Your objective:
Lay out the rows starting at the line that contains "Could you point to every instance of the yellow" and ending at the line that contains "<point>869,86</point>" as a two-column CSV headed text and answer, with each text and its answer on one line, every field quoted and line breaks turned into spaces. Leave the pictures out.

Data for this task:

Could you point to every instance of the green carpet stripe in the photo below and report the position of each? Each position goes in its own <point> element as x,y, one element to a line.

* * *

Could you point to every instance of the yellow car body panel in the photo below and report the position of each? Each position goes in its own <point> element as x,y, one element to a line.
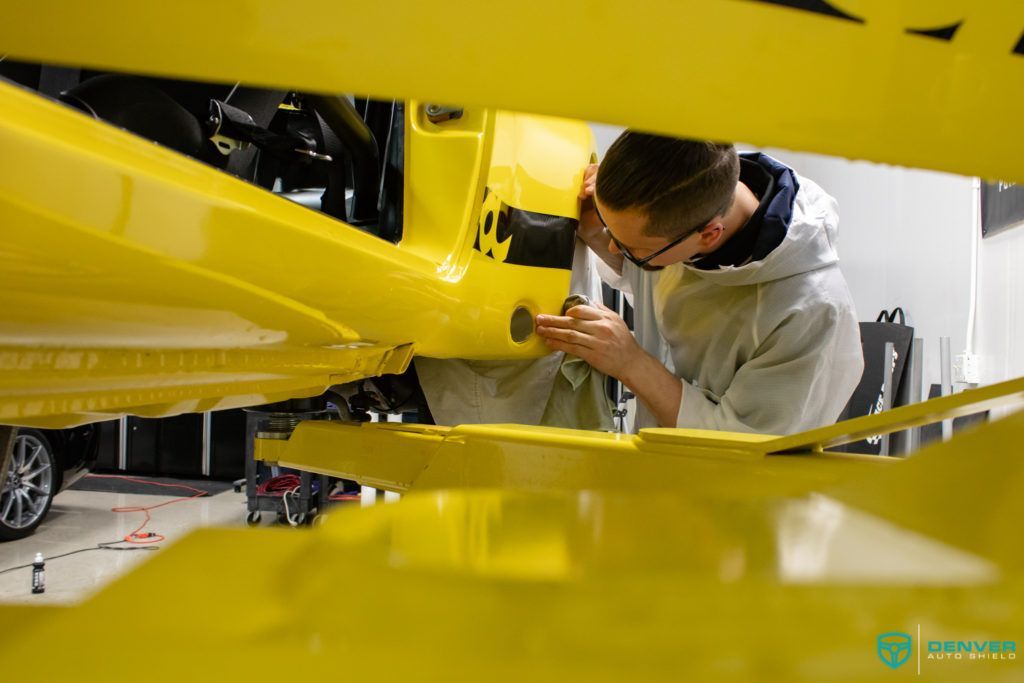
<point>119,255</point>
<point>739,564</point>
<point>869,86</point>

Task response:
text,answer
"Could you point to every instance of the yellow car body panel in the photo below and report the position of each? Each position goes in its own <point> element as x,y, one element to a line.","<point>119,255</point> <point>739,564</point> <point>869,86</point>"